Richard Frady rested comfortably in his wheelchair as nurses pushed him down the long hall from his room at AnMed Rehabilitation Hospital in Anderson, S.C., on Saturday, May 30.
His hair was shaggier than normal, he breathed through an oxygen tube in his nose and his legs were not strong enough yet for him to walk his way to his wife, who waited eagerly for his arrival. Despite what may have seemed to an unknowing observer to be a sad situation, this was the happiest either had been in the past two months.
“There he is. Ohhh, there he is,” Sally Frady said as she hugged and kissed her husband for the first time in weeks. “Now this is a good hug.”
Richard Frady for the past two months has been more intimately connected than most to the COVID-19 pandemic and almost completely separated from the news of the international response to the disease at the same time. He went to the hospital March 28 when he became short of breath and was running a fever. He was diagnosed with the disease caused by the novel coronavirus after an emergency room trip to AnMed Hospital in Anderson, where he subsequently spent 42 days in an intensive care unit. His body was so weak from fighting the disease, he then spent two weeks undergoing inpatient rehab to make him healthy and strong enough to come home to Sally in Hartwell.
“I hear the world has changed a little bit in the last couple of months,” Frady said, chuckling about the fact that he missed the stay-at-home orders, the social distancing guidelines and the measures that have altered how people now go about their daily routines.
Richard’s family deliberately tried to keep him from paying too close attention to the grim news of the rising death toll nationally and statewide while he was in the hospital. They wanted to keep his spirits up and to ensure that he was encouraged. Richard said he watched little TV while battling the disease and was mostly unaware of the constant coverage.
“We didn’t want you to watch the news because it was all about COVID-19,” Sally Frady said on Tuesday, after spending a few days at home with her husband.

##############################

In the article about Richard Frady's recovery, how many days did he spend in an intensive care unit?

- AVAILABLE DATA -
##############################

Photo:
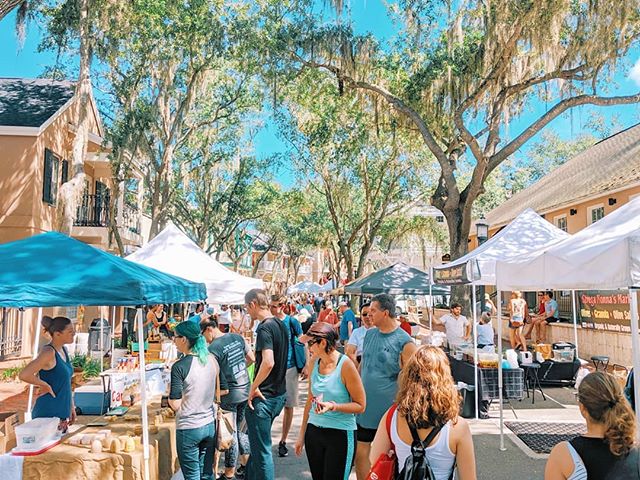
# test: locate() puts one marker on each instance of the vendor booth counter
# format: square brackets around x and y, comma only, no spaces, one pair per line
[77,461]
[512,381]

##############################

- RESPONSE AREA -
42 days.